#### Extract provided:
Move https termination from nginx to envoy (if possible)
Closed, ResolvedPublic
Actions

Assigned To

Authored By

	elukey
	Dec 11 2019, 11:02 AM

Description

In T227860 we added HTTPS support to Analytics UIs using nginx. This has revealed some missing support in puppet for Buster, and overall it seems that nobody will maintain TLS settings for nginx in the long term (since Traffic moved to ATS). The other services are using envoy, so we should investigate if using it is feasible.

Services to do:

hue.wikimedia.org - analytics-tool1001.eqiad.wmnet
hue-next.wikimedia.org - an-tool1009.eqiad.wmnet
yarn.wikimedia.org - an-tool1008.eqiad.wmnet
turnilo.wikimedia.org - an-tool1007.eqiad.wmnet
superset.wikimedia.org - analytics-tool1004.eqiad.wmnet
analytics.wikimedia.org - thorium.eqiad.wmnet
stats.wikimedia.org - thorium.eqiad.wmnet
piwik.wikimedia.org - matomo1002.eqiad.wmnet

More context:

We want the services listed in T227860 to go through Envoy instead of directly to Nginx on the service hosts. Envoy will do TLS termination, and then proxy the request to the backend service over http instead of https. We can then remove our custom Nginx based TLS termination from the backend service boxes.

Excerpts of bounding box data:
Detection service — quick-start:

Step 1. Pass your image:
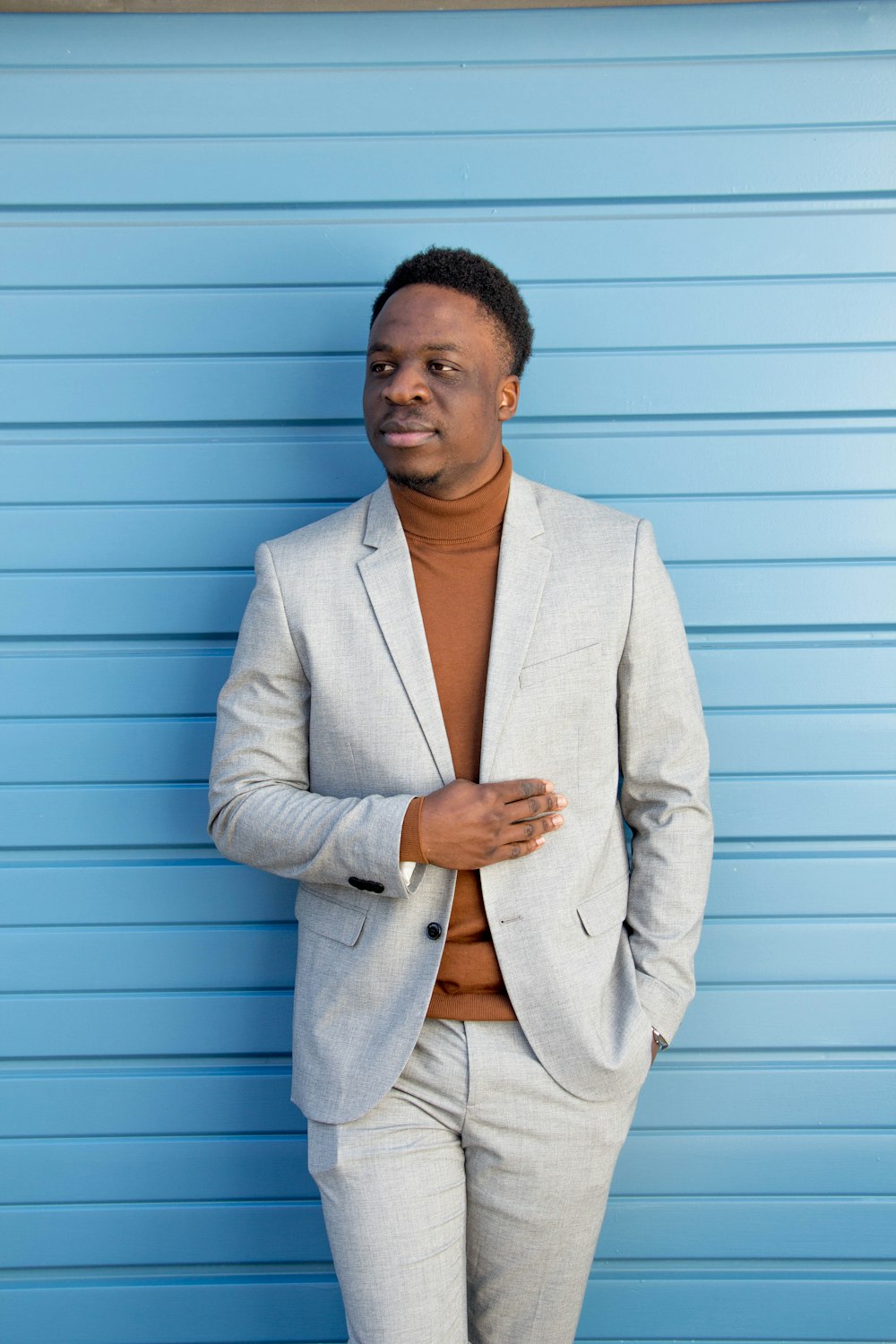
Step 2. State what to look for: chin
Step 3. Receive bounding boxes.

[385,468,442,495]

#### Requirements:
1. Say whether each statement agrees with the ticket about moving HTTPS termination to Envoy, answering yes or no and quoting the deciding words. (a) Envoy will pass requests on to the backend services over https. (b) analytics.wikimedia.org and stats.wikimedia.org run on the same host. (c) HTTPS support for the Analytics UIs was first added with nginx in T227860.
2. According to the ticket about moving HTTPS termination to Envoy, which host serves turnilo.wikimedia.org?
3. Carry the ticket about moving HTTPS termination to Envoy forward from its last sentence.

#### Answers by task:
1.
(a) No: "proxy the request to the backend service over http instead of https"
(b) Yes: "analytics.wikimedia.org - thorium.eqiad.wmnet" and "stats.wikimedia.org - thorium.eqiad.wmnet"
(c) Yes: "In T227860 we added HTTPS support to Analytics UIs using nginx."

2. an-tool1007.eqiad.wmnet

3.
Details

Subject	Repo	Branch	Lines +/-
nginx: Remove profile::tlsproxy::service	operations/puppet	production	+0 -81
stats: Remove nginx from thorium	operations/puppet	production	+2 -14
stats: switch analytics sites to use Envoy on port 8443	operations/puppet	production	+3 -3
stats: Add envoy on port 8443 alongside nginx	operations/puppet	production	+14 -3
hue: switch from nginx to envoy for tls	operations/puppet	production	+7 -8
turnilo: use envoy instead of nginx for tls	operations/puppet	production	+9 -11
superset: use envoy instead of nginx for tls	operations/puppet	production	+9 -11
piwik: use envoy instead of nginx for tls	operations/puppet	production	+9 -11
yarn: replace nginx with envoy for tls	operations/puppet	production	+0 -12
yarn: add envoy on unprivileged port 8443 for yarn.wikimedia.org	operations/puppet	production	+12 -0

Customize query in gerrit

Related Objects
Search...

		Status	Subtype	Assigned	Task
		Resolved		odimitrijevic	T240437 Analytics Ops Technical Debt
		Resolved		• razzi	T240439 Move https termination from nginx to envoy (if possible)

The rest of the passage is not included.